#### [Listing]

——

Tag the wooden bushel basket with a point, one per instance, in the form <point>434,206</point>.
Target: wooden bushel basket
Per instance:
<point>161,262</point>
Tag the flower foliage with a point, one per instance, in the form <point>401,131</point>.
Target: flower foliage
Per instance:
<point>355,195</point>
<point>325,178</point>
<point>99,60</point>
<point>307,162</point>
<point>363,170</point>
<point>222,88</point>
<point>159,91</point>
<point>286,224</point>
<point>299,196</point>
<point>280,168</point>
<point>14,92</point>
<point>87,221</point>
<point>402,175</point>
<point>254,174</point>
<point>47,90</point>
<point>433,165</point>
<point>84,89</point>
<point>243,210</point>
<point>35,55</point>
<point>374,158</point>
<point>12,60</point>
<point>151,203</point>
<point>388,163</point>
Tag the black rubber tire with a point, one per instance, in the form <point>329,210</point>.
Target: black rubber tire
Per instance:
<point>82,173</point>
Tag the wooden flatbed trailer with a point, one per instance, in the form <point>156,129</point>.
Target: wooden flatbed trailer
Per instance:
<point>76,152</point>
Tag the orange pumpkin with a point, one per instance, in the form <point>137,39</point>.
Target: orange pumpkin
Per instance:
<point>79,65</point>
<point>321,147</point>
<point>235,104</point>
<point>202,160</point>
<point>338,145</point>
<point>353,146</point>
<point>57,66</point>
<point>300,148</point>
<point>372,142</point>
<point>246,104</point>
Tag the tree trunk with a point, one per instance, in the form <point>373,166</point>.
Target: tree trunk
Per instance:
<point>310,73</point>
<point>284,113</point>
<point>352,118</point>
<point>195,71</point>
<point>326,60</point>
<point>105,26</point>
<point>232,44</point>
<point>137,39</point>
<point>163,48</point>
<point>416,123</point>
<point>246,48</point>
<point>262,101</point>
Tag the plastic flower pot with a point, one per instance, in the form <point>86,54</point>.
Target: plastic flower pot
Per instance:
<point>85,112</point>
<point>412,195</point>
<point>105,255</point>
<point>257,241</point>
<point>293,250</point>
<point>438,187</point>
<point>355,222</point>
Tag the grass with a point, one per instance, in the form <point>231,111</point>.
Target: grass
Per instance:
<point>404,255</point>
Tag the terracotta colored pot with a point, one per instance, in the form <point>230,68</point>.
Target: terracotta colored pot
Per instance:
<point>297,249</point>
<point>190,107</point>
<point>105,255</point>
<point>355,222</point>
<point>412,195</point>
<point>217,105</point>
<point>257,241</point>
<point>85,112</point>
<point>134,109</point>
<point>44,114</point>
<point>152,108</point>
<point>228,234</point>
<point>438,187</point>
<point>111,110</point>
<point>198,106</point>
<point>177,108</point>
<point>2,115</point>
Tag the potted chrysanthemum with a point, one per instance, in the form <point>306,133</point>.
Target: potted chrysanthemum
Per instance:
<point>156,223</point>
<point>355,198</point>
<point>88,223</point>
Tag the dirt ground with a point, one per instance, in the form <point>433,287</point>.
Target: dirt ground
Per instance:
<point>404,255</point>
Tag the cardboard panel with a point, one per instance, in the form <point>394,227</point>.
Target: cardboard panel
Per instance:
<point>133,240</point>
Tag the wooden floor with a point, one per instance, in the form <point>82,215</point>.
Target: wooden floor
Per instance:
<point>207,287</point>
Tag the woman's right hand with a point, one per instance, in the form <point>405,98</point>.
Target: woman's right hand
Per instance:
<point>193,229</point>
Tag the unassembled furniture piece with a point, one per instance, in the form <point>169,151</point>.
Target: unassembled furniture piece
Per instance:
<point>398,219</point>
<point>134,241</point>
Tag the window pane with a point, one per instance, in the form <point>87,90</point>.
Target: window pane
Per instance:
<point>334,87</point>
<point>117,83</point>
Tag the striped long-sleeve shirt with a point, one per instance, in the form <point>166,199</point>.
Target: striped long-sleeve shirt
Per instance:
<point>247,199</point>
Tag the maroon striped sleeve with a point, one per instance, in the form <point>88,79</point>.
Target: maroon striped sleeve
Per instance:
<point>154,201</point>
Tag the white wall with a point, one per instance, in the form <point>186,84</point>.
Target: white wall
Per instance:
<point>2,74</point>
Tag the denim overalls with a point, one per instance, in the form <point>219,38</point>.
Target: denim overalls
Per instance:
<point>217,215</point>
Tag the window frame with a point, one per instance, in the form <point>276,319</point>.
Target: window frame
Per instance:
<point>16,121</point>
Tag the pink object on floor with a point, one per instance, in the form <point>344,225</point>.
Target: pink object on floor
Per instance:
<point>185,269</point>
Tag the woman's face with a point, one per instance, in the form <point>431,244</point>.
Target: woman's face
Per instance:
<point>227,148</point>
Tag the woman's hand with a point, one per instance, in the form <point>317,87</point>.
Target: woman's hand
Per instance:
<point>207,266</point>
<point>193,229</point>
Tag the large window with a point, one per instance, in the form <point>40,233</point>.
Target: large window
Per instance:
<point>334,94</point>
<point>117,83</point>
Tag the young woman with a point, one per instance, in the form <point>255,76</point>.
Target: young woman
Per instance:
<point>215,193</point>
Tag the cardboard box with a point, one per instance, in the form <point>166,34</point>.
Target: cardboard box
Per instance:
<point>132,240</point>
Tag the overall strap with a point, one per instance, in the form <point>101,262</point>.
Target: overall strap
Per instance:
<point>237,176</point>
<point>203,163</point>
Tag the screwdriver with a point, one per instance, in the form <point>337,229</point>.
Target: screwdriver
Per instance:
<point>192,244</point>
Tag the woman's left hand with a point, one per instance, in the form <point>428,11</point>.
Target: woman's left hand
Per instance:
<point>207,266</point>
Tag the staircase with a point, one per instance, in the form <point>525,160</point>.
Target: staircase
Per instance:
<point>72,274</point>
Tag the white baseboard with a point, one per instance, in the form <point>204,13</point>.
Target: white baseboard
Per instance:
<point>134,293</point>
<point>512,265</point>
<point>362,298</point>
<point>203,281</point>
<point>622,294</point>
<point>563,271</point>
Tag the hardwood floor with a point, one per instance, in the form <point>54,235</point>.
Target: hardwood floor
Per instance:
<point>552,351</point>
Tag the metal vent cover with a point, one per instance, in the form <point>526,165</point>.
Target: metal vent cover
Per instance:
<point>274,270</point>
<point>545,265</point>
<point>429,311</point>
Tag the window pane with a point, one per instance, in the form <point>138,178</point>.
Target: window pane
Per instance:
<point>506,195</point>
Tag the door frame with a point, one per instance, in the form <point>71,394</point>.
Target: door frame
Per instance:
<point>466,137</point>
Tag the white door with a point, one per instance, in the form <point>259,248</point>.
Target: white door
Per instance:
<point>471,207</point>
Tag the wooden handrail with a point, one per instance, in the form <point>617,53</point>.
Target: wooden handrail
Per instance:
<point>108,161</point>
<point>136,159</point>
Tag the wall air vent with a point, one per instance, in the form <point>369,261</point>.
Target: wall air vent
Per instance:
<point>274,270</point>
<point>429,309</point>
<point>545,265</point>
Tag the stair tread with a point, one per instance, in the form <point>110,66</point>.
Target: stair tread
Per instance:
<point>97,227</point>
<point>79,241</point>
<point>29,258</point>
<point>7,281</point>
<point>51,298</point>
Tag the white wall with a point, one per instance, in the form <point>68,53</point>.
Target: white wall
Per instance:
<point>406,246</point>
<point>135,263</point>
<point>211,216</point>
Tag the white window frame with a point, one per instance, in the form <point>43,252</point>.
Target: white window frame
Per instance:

——

#### [Exercise objective]
Revise every one of the items above, replacing "Tag" with "Mark" wherever it occurs and leaving all other text unchanged.

#### [Written reply]
Mark the wooden bushel basket with a point, one per instance, in the form <point>434,206</point>.
Target: wooden bushel basket
Per instance:
<point>161,262</point>
Mark the flower foliage with a point, one per instance, in the form <point>401,131</point>.
Target: flower foliage
Per instance:
<point>355,195</point>
<point>325,178</point>
<point>99,60</point>
<point>307,162</point>
<point>363,170</point>
<point>222,88</point>
<point>159,91</point>
<point>286,224</point>
<point>299,196</point>
<point>280,168</point>
<point>14,92</point>
<point>87,221</point>
<point>402,175</point>
<point>254,174</point>
<point>47,90</point>
<point>433,165</point>
<point>84,89</point>
<point>243,210</point>
<point>35,55</point>
<point>374,158</point>
<point>12,60</point>
<point>151,203</point>
<point>388,163</point>
Mark the black rubber tire with a point, one per instance, in the form <point>329,210</point>.
Target: black rubber tire
Per instance:
<point>82,173</point>
Mark the wooden flatbed trailer with a point, one per instance, in the form <point>156,129</point>.
Target: wooden flatbed trailer
Per instance:
<point>76,152</point>
Mark the orange pumpkin with a point, one per instance, in the form <point>137,39</point>.
Target: orange pumpkin
Per instance:
<point>79,65</point>
<point>321,147</point>
<point>235,104</point>
<point>202,160</point>
<point>338,145</point>
<point>353,146</point>
<point>57,66</point>
<point>300,148</point>
<point>372,142</point>
<point>246,104</point>
Mark the tree trunk with a point, one per instance, in the form <point>373,166</point>.
Target: tree trunk
Per instance:
<point>310,73</point>
<point>284,113</point>
<point>352,118</point>
<point>195,71</point>
<point>326,60</point>
<point>105,26</point>
<point>232,44</point>
<point>137,39</point>
<point>163,48</point>
<point>416,123</point>
<point>246,48</point>
<point>262,101</point>
Mark the plastic flower pot with a point, one per instance, in the form <point>86,54</point>.
Target: plastic flower pot
Per instance:
<point>85,112</point>
<point>412,195</point>
<point>105,255</point>
<point>257,241</point>
<point>293,250</point>
<point>438,187</point>
<point>355,222</point>
Mark the grass with a point, one per instance, in the form <point>231,111</point>.
Target: grass
Per instance:
<point>404,255</point>
Mark the terracotta colored pot with a point, one per instance, in the form <point>230,68</point>.
Target: terracotta colored pot
Per instance:
<point>297,249</point>
<point>190,107</point>
<point>105,255</point>
<point>355,222</point>
<point>412,195</point>
<point>217,105</point>
<point>257,241</point>
<point>85,112</point>
<point>134,109</point>
<point>44,114</point>
<point>152,108</point>
<point>228,234</point>
<point>438,187</point>
<point>111,110</point>
<point>198,106</point>
<point>177,108</point>
<point>2,115</point>
Mark the potted chrysanthemum with a point, one per instance, in the form <point>306,133</point>.
Target: potted chrysanthemum
Per instance:
<point>156,223</point>
<point>355,198</point>
<point>88,223</point>
Mark the dirt ground with a point, one per instance, in the form <point>433,287</point>.
Target: dirt ground
Per instance:
<point>404,255</point>
Mark the cardboard panel with a point, one per instance, in the form <point>394,227</point>.
Target: cardboard panel
Per instance:
<point>133,240</point>
Mark the wooden floor with a point, one per instance, in the form <point>82,215</point>.
Target: wooden floor
Per instance:
<point>207,287</point>
Mark the woman's right hand with a point, one per instance, in the form <point>405,98</point>.
Target: woman's right hand
Per instance:
<point>193,229</point>
Mark the unassembled furniture piece with a point, one per instance, in the form <point>169,151</point>.
Target: unassembled furniture piece
Per instance:
<point>398,219</point>
<point>134,241</point>
Mark the window pane with a point, one per instance, in the form <point>87,90</point>.
Target: window pane
Per instance:
<point>334,87</point>
<point>117,83</point>
Mark the striped long-sleeve shirt with a point, one per instance, in the form <point>166,199</point>.
Target: striped long-sleeve shirt
Per instance:
<point>247,199</point>
Mark the maroon striped sleeve with a point, one per instance, in the form <point>88,79</point>.
Target: maroon striped sleeve
Per instance:
<point>154,201</point>
Mark the white wall with a point, one per instance, in the form <point>186,84</point>.
Target: white wall
Per instance:
<point>2,74</point>
Mark the denim overalls with a point, one per instance, in the form <point>219,38</point>.
Target: denim overalls
Per instance:
<point>217,215</point>
Mark the window frame with a point, one per instance, in the form <point>276,319</point>.
Target: window frame
Per instance:
<point>16,121</point>
Mark the pink object on floor with a point, one per instance, in the form <point>344,225</point>.
Target: pink object on floor
Per instance:
<point>185,269</point>
Mark the woman's face with a point, one per instance, in the form <point>431,244</point>.
Target: woman's face
Per instance:
<point>227,148</point>
Mark the woman's hand with a point, one per instance, in the form <point>317,87</point>.
Target: woman's hand
Per instance:
<point>207,266</point>
<point>193,229</point>
Mark the large window with a point, one per instance, in the form <point>40,233</point>.
Target: large window
Per instance:
<point>334,94</point>
<point>117,83</point>
Mark the young woman with a point, one per instance, in the form <point>255,76</point>.
Target: young woman
Per instance:
<point>215,193</point>
Mark the cardboard box with a point, one per instance, in the form <point>166,34</point>.
Target: cardboard box
Per instance:
<point>132,240</point>
Mark the overall strap with a point, one per instance, in the form <point>101,262</point>.
Target: overall strap
Per instance:
<point>237,176</point>
<point>203,163</point>
Mark the screwdriver with a point, one per instance, in the form <point>337,229</point>.
Target: screwdriver
Per instance:
<point>192,244</point>
Mark the woman's left hand with a point, one per instance, in the form <point>428,11</point>.
Target: woman's left hand
Per instance:
<point>207,266</point>
Mark the staircase with a point, one per instance, in the form <point>525,160</point>.
Target: staircase
Per instance:
<point>72,274</point>
Mark the white baseboard with a point, one per instance, in the form <point>204,13</point>.
Target: white baseboard
Per instance:
<point>134,293</point>
<point>512,265</point>
<point>362,298</point>
<point>203,281</point>
<point>622,294</point>
<point>563,271</point>
Mark the hardwood floor with a point, one per instance, in the form <point>54,235</point>.
Target: hardwood floor
Per instance:
<point>552,351</point>
Mark the metal vent cover with a point, one per instance, in the form <point>526,165</point>.
Target: metal vent cover
Per instance:
<point>274,270</point>
<point>545,265</point>
<point>429,311</point>
Mark the window pane with a point, one per instance, in the form <point>138,178</point>.
Target: window pane
Per instance:
<point>506,195</point>
Mark the door frame with a point, one per instance, in the form <point>71,394</point>.
Target: door frame
Per instance:
<point>466,137</point>
Mark the white door with a point, one per instance, in the form <point>259,248</point>.
Target: white door
Per instance:
<point>471,207</point>
Mark the wooden handrail with a point, one per instance, in the form <point>617,53</point>.
Target: wooden handrail
Per instance:
<point>108,161</point>
<point>136,159</point>
Mark the wall air vent with a point, one per instance, in the form <point>369,261</point>.
Target: wall air vent
Per instance:
<point>274,270</point>
<point>429,309</point>
<point>545,265</point>
Mark the stair tread with a point, one per instance, in the form <point>110,66</point>.
Target: stair tread
Per instance:
<point>97,227</point>
<point>79,241</point>
<point>29,258</point>
<point>7,281</point>
<point>51,298</point>
Mark the white wall with a point, one per instance, in the form <point>68,53</point>.
Target: white wall
Per instance:
<point>406,246</point>
<point>135,263</point>
<point>211,216</point>
Mark the white window frame with a point, one per instance, in the form <point>43,252</point>.
Target: white window frame
Per instance:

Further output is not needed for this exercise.